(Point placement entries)
========================

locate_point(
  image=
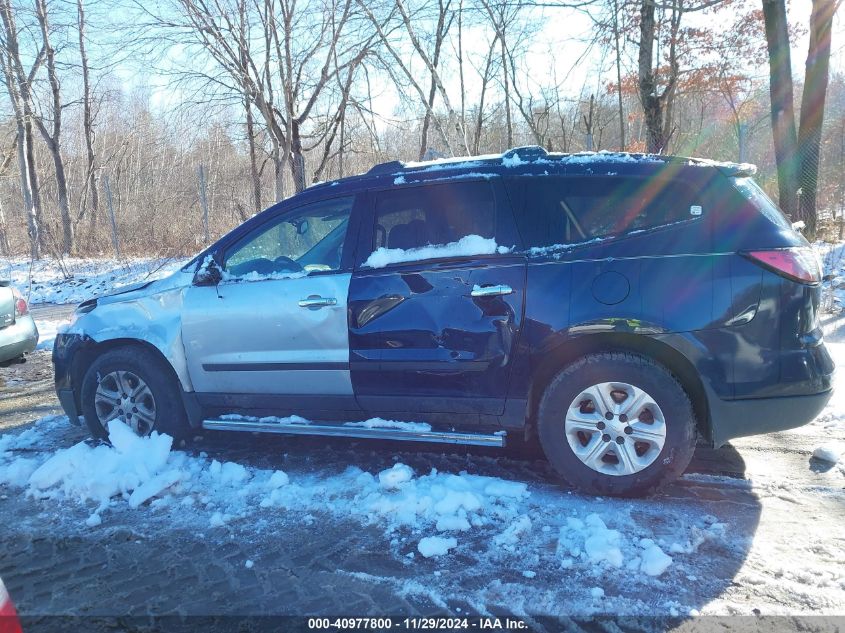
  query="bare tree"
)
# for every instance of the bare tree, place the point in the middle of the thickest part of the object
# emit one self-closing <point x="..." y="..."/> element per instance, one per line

========================

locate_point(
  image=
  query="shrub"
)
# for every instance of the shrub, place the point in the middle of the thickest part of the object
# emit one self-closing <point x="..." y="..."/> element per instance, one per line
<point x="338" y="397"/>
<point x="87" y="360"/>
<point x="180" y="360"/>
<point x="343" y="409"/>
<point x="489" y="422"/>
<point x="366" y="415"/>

========================

Can you extract every line of the entries above that contains the string "tree"? Case counts, so only matches with the same capitalization qualify.

  query="bare tree"
# for every instance of the bare tree, place the point in the middle of the thickest part of the object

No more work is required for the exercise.